## [Problem set]
1/ Output, word for word, the part of the impeachment history text that opens with the words containing "Would it? Both" and closes with "out of office.".
2/ According to the impeachment history text, which vice president asked Congress to open an impeachment investigation of himself?
3/ Take the impeachment history text further, starting after its final sentence.

## [Extracted text]
-.-.-
Would it? Both constitutional history and congressional precedent tell a different story.

In 1797, the House of Representatives impeached and the Senate expelled Sen. William Blount of Tennessee for committing “high crimes and misdemeanors” after President John Adams charged Blount with taking part in a British plot. The Senate held Blount’s impeachment trial after he was kicked out of office.

In 1827, Vice President John C. Calhoun took the unusual step of requesting a congressional impeachment investigation of himself for misdeeds that his political opponents said he committed while he was serving as secretary of war. In other words, Calhoun wanted to be investigated after the fact in order to clear his name. That congressional impeachment investigation occurred after Calhoun had left office as secretary of war.

In 1846, former president (and son of another former president) John Quincy Adams, who was then serving in Congress as the senior representative from Massachusetts, gave a full-throated defense of the impeachment of federal officials after they left office. “I hold myself, so long as I have the breath of life in my body,” Adams declared, “amenable to impeachment by this House for everything I did during the time I held any public office.”

In 1876, the House impeached ex-Secretary of War William Belknap after he resigned from office over a corruption scandal. What is more, as the legal scholar Brian C. Kalt notes in his exhaustive study, “The Constitutional Case for the Impeachability of Former Federal Officials,” “the House unanimously voted and the Senate ruled specifically that resignation could not terminate the congressional impeachment process.”
-.-.-
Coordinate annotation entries
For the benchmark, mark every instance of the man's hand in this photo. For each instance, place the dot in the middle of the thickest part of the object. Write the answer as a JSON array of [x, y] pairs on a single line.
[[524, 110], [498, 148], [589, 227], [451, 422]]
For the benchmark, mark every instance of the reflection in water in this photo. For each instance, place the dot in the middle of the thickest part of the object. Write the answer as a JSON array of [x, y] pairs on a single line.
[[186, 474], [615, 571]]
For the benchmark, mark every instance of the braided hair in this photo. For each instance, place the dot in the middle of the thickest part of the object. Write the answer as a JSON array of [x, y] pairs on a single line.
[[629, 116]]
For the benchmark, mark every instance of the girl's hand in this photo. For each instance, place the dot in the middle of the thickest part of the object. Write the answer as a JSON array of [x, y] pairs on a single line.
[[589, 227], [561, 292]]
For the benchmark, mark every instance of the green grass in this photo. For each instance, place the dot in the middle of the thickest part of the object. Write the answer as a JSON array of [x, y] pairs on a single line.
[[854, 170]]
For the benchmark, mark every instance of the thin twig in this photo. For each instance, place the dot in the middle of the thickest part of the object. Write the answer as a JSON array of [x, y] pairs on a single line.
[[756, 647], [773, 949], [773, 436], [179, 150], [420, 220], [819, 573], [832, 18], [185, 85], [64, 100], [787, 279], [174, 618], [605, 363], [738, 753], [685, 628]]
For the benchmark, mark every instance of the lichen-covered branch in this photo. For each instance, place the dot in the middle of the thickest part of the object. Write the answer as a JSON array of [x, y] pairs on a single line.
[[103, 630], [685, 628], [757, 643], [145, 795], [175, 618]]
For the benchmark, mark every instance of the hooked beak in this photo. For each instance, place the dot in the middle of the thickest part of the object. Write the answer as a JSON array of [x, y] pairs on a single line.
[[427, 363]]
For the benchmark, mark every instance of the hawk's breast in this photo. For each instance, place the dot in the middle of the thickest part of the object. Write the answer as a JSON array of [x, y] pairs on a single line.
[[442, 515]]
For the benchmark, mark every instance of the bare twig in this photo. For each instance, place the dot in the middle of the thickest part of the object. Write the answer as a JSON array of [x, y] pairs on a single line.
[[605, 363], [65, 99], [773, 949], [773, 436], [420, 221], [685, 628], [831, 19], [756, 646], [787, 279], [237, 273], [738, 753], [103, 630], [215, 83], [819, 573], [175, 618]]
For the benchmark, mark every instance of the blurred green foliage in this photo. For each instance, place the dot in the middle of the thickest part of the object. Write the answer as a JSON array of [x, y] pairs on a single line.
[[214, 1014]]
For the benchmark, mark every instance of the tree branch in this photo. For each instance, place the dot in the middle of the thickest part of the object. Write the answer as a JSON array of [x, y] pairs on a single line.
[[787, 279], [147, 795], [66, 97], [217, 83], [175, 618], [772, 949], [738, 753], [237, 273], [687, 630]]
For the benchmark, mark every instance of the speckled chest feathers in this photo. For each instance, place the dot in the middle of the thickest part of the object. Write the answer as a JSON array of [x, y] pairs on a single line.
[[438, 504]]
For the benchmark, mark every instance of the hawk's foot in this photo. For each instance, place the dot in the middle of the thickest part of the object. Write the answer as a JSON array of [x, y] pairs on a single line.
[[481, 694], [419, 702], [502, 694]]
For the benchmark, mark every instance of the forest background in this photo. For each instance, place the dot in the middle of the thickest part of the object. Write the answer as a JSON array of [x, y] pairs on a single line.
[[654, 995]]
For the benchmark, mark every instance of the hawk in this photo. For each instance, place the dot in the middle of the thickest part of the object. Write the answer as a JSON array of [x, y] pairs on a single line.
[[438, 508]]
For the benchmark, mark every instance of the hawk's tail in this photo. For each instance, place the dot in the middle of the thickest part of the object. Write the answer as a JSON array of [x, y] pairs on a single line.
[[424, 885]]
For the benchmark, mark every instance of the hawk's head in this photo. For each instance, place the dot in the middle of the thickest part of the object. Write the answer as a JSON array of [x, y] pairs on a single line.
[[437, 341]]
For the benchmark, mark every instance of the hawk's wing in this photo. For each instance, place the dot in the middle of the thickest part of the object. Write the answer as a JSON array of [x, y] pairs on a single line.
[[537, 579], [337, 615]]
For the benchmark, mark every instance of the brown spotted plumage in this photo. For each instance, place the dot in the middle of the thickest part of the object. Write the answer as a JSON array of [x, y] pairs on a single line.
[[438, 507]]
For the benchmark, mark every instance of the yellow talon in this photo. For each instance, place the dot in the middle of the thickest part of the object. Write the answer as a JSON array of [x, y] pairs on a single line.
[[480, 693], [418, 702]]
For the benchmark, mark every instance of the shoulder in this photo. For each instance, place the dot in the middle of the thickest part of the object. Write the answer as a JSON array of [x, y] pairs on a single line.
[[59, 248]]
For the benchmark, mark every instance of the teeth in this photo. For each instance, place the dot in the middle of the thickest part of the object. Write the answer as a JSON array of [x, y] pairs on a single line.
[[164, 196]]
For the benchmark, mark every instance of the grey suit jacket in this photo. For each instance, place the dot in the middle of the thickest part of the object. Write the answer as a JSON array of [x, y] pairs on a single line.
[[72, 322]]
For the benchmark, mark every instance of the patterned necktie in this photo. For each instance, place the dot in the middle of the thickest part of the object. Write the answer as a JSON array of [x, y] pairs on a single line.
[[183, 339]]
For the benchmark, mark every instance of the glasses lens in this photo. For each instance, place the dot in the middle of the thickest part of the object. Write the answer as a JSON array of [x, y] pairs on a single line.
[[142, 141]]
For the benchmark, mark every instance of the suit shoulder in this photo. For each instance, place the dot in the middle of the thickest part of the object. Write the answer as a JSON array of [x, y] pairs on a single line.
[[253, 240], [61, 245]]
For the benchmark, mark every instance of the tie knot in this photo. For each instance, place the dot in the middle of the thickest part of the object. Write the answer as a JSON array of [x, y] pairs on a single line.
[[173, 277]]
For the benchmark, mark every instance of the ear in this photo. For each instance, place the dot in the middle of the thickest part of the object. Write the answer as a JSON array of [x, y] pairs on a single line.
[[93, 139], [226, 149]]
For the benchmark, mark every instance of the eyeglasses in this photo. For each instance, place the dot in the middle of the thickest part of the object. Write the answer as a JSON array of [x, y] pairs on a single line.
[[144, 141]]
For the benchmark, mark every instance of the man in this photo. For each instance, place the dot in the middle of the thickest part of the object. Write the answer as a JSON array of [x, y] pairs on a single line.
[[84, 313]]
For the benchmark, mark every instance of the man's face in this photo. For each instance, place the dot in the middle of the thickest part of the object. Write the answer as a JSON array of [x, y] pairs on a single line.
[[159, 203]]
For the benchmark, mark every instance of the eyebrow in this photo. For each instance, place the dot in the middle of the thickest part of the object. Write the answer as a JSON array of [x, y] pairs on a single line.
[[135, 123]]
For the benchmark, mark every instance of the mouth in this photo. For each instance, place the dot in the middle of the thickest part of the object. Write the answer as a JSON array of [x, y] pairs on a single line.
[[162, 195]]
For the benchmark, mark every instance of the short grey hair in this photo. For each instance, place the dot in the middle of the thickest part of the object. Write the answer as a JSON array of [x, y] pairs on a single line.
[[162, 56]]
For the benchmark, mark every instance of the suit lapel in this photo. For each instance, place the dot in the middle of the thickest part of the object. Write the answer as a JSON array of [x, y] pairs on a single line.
-.-.-
## [Responses for each task]
1/
Would it? Both constitutional history and congressional precedent tell a different story.

In 1797, the House of Representatives impeached and the Senate expelled Sen. William Blount of Tennessee for committing “high crimes and misdemeanors” after President John Adams charged Blount with taking part in a British plot. The Senate held Blount’s impeachment trial after he was kicked out of office.

2/ John C. Calhoun

3/
The text of the Constitution also cuts against Luttig’s position. According to Article I, Section 3, “Judgment in Cases of Impeachment shall not extend further than to removal from Office, and disqualification to hold and enjoy any Office or honor, Trust or Profit under the United States.” On its face, the penalty of “disqualification” applies to both current and former federal officials, both of whom Congress may deem it necessary to bar from holding future office.

Another problem with Luttig’s case is that, if adopted, it would disfigure the constitutional impeachment power by undermining its role as a deterrent against future bad behavior by federal officials.

The House is not only planning to impeach Trump as punishment for his part in the attack on the Capitol but also in order to send a message to all future presidents that Trump’s misdeeds are beyond the pale. Holding a Senate impeachment trial after Trump leaves office is an entirely constitutional way to do both.